• [YOUR GOAL]: Lay out the rows below as a two-column CSV with the columns "query" and "points," one line per row. Put each row's text under "query" and its answer under "points," each in a single quoted field with line breaks replaced by spaces.

>> Begin SOURCE MATERIAL

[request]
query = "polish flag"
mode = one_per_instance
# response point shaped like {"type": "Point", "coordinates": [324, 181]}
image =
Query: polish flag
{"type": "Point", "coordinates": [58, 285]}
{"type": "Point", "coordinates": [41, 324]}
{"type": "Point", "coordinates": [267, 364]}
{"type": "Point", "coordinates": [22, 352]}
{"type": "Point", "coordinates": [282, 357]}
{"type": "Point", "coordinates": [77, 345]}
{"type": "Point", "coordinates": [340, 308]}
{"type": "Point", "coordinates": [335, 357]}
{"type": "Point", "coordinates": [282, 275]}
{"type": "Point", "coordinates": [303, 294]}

>> End SOURCE MATERIAL

• [TASK RESULT]:
query,points
"[request] query = ""polish flag"" mode = one_per_instance # response point shaped like {""type"": ""Point"", ""coordinates"": [324, 181]} image = Query: polish flag","{""type"": ""Point"", ""coordinates"": [58, 285]} {""type"": ""Point"", ""coordinates"": [41, 324]} {""type"": ""Point"", ""coordinates"": [267, 364]} {""type"": ""Point"", ""coordinates"": [22, 352]} {""type"": ""Point"", ""coordinates"": [282, 357]} {""type"": ""Point"", ""coordinates"": [77, 345]} {""type"": ""Point"", ""coordinates"": [340, 308]} {""type"": ""Point"", ""coordinates"": [335, 357]} {""type"": ""Point"", ""coordinates"": [282, 275]} {""type"": ""Point"", ""coordinates"": [303, 294]}"